Print, exactly as given, each line of the data from the line containing "Target: stainless steel double sink" up to and including its last line.

■ **RECORDS PROVIDED**:

* Begin *

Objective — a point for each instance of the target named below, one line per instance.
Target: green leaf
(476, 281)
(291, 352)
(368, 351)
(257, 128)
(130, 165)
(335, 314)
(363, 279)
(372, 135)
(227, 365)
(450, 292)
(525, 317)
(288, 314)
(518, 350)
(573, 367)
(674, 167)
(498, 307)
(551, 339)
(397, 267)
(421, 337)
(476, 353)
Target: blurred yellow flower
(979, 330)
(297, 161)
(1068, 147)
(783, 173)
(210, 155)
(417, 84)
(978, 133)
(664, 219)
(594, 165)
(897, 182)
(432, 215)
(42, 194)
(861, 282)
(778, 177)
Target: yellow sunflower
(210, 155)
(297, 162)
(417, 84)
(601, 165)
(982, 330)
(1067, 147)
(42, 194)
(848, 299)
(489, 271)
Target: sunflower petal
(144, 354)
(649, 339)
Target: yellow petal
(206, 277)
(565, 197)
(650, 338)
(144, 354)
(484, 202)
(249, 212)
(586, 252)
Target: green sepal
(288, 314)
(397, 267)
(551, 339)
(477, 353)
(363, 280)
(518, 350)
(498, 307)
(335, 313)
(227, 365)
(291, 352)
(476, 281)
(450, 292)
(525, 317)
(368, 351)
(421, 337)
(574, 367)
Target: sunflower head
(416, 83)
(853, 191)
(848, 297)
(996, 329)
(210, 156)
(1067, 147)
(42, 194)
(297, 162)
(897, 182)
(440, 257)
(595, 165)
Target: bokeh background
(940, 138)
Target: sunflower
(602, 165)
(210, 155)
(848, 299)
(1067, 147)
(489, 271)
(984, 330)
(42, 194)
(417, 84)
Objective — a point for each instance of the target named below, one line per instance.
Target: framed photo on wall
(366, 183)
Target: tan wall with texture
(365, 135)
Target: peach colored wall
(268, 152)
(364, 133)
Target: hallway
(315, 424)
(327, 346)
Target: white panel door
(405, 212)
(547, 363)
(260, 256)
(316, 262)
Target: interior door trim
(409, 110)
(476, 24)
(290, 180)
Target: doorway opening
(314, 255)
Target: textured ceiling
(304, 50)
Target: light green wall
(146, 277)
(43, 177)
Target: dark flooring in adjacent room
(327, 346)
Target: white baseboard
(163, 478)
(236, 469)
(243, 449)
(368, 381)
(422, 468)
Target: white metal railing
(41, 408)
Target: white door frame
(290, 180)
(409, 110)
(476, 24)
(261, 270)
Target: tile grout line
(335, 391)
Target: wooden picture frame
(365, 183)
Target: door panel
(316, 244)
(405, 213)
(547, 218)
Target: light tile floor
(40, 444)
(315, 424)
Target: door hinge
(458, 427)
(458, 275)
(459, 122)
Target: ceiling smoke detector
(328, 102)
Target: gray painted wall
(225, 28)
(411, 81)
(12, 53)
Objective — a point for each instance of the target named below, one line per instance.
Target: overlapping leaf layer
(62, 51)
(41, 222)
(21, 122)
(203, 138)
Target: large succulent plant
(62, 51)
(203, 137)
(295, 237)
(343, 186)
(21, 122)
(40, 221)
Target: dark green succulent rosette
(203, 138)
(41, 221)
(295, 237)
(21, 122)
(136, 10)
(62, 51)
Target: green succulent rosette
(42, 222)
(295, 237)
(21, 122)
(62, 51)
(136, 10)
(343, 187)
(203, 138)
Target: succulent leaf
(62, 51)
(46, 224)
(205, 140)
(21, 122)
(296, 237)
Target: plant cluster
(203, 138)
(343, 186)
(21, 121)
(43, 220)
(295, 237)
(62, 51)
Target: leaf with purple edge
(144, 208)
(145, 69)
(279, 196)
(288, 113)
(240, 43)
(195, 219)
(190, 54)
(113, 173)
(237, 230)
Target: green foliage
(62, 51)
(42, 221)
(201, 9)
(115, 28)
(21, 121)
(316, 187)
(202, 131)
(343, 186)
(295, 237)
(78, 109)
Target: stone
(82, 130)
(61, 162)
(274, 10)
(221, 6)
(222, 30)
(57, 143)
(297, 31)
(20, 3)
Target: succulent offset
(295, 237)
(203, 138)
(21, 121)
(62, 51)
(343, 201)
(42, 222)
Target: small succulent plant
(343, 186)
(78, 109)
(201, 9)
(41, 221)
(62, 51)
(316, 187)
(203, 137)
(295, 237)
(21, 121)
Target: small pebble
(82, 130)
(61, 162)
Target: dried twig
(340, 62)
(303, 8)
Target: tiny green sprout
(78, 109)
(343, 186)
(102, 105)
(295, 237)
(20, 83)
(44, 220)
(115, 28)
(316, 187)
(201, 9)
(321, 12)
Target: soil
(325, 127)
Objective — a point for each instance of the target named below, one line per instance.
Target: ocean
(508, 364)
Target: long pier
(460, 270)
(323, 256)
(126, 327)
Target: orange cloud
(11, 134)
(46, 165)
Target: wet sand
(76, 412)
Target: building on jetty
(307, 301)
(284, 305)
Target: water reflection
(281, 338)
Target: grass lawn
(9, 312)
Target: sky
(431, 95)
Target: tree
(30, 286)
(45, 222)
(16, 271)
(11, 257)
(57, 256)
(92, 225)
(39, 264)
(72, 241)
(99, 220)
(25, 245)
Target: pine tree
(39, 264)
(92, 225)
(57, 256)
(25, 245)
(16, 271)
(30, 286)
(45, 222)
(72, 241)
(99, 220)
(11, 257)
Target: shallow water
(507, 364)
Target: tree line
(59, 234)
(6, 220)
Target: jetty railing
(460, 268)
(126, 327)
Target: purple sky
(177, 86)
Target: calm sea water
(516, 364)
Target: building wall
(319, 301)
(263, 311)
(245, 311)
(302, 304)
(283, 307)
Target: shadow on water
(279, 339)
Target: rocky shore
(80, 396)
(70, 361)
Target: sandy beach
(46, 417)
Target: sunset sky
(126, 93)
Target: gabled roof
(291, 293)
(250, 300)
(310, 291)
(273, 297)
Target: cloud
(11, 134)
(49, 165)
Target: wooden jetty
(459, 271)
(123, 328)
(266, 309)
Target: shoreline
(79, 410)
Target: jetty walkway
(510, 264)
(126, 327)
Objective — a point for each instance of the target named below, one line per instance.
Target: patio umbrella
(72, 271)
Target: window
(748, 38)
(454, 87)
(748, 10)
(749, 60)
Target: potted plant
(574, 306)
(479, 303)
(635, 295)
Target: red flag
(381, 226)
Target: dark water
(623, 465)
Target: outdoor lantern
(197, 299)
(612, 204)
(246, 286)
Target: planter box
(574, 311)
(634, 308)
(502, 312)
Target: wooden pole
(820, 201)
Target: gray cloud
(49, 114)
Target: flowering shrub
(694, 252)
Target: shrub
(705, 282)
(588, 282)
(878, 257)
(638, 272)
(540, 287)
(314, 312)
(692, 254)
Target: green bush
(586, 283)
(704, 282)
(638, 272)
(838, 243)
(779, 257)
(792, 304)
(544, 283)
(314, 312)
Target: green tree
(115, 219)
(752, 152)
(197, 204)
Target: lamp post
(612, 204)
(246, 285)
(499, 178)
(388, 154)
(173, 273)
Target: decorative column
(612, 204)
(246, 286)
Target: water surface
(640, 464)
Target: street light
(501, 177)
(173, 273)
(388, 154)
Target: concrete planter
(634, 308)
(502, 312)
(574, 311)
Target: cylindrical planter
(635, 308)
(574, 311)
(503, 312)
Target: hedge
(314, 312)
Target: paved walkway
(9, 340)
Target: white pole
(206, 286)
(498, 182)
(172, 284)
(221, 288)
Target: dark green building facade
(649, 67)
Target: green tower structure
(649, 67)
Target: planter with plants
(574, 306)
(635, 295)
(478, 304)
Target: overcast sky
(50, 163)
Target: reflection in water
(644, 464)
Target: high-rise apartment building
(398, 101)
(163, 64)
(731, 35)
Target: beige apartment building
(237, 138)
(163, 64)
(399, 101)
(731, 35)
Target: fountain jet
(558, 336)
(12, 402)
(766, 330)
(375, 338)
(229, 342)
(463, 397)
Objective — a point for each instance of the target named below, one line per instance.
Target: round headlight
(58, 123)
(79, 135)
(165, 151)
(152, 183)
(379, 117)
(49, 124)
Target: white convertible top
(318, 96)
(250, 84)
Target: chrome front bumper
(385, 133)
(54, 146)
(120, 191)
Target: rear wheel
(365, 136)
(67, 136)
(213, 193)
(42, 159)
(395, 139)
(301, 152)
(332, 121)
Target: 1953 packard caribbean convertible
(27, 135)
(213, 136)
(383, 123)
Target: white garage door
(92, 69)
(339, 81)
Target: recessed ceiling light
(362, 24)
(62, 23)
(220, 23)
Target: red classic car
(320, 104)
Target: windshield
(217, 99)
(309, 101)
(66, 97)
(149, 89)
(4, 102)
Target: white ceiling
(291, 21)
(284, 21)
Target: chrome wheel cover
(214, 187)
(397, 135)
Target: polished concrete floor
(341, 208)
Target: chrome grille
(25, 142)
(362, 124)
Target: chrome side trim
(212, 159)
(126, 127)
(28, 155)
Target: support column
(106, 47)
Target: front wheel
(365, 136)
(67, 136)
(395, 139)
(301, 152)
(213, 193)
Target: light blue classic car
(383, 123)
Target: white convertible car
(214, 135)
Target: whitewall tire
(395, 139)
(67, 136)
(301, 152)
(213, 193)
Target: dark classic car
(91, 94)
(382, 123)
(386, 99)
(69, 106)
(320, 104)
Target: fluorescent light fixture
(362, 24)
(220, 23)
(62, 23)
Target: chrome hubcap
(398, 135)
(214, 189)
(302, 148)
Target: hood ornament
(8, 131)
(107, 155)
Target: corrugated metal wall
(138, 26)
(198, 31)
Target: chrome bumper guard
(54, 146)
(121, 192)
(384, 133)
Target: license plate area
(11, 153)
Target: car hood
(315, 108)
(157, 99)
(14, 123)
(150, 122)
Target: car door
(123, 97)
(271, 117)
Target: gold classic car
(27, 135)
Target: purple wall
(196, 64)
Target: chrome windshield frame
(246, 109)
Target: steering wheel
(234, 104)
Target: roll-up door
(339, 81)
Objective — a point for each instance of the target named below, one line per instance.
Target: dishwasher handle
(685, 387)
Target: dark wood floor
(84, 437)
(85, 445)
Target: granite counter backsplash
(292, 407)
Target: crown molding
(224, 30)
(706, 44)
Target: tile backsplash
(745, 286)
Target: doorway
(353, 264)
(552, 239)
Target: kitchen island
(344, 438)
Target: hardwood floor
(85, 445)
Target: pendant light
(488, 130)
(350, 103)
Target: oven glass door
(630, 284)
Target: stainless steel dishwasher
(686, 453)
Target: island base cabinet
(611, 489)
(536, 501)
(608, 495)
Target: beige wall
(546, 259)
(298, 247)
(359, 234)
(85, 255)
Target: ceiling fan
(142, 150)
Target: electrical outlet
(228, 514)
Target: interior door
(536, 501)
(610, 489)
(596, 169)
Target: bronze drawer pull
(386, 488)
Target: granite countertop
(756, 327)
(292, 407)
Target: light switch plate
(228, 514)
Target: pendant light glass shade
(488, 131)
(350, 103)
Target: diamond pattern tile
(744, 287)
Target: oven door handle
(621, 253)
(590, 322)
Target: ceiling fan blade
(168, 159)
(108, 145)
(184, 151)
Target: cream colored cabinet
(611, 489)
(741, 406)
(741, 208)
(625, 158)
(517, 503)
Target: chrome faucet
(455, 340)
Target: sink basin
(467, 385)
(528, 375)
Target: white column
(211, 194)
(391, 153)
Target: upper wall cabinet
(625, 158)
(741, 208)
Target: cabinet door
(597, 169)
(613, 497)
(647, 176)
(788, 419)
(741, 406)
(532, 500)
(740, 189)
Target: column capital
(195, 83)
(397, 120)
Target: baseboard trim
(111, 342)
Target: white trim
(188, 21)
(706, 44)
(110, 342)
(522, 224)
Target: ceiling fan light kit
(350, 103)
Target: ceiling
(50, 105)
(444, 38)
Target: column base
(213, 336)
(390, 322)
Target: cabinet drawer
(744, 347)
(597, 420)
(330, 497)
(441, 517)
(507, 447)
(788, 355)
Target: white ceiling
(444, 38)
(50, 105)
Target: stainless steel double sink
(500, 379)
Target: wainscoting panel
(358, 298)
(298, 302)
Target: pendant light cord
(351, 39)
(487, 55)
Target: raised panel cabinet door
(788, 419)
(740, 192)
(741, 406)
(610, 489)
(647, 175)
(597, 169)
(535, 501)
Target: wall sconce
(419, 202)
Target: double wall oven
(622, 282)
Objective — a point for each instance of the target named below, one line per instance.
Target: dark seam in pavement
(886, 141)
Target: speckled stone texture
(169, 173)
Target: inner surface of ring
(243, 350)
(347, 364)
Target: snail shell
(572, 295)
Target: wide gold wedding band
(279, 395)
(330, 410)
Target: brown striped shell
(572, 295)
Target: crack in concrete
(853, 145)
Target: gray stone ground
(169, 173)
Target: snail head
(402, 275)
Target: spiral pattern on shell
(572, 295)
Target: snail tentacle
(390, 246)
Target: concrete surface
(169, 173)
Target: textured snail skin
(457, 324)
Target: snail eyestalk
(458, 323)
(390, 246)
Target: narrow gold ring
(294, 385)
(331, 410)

* End *

■ **FULL SOLUTION**:
Target: stainless steel double sink
(500, 379)
Target: wainscoting panel
(358, 298)
(298, 302)
Target: pendant light cord
(351, 39)
(487, 55)
Target: raised panel cabinet door
(788, 419)
(740, 192)
(741, 406)
(610, 489)
(647, 175)
(597, 169)
(535, 501)
Target: wall sconce
(419, 202)
Target: double wall oven
(622, 282)
Objective — a point for each instance of the target named below, one line per instance.
Target: dark seam in pavement
(886, 141)
Target: speckled stone texture
(169, 173)
Target: inner surface of ring
(243, 350)
(347, 364)
Target: snail shell
(572, 295)
Target: wide gold wedding band
(279, 395)
(330, 410)
Target: brown striped shell
(572, 295)
Target: crack in concrete
(853, 145)
Target: gray stone ground
(169, 173)
Target: snail head
(402, 275)
Target: spiral pattern on shell
(572, 295)
Target: snail tentacle
(390, 246)
Target: concrete surface
(169, 173)
Target: textured snail skin
(457, 324)
Target: snail eyestalk
(458, 323)
(390, 246)
Target: narrow gold ring
(294, 385)
(331, 410)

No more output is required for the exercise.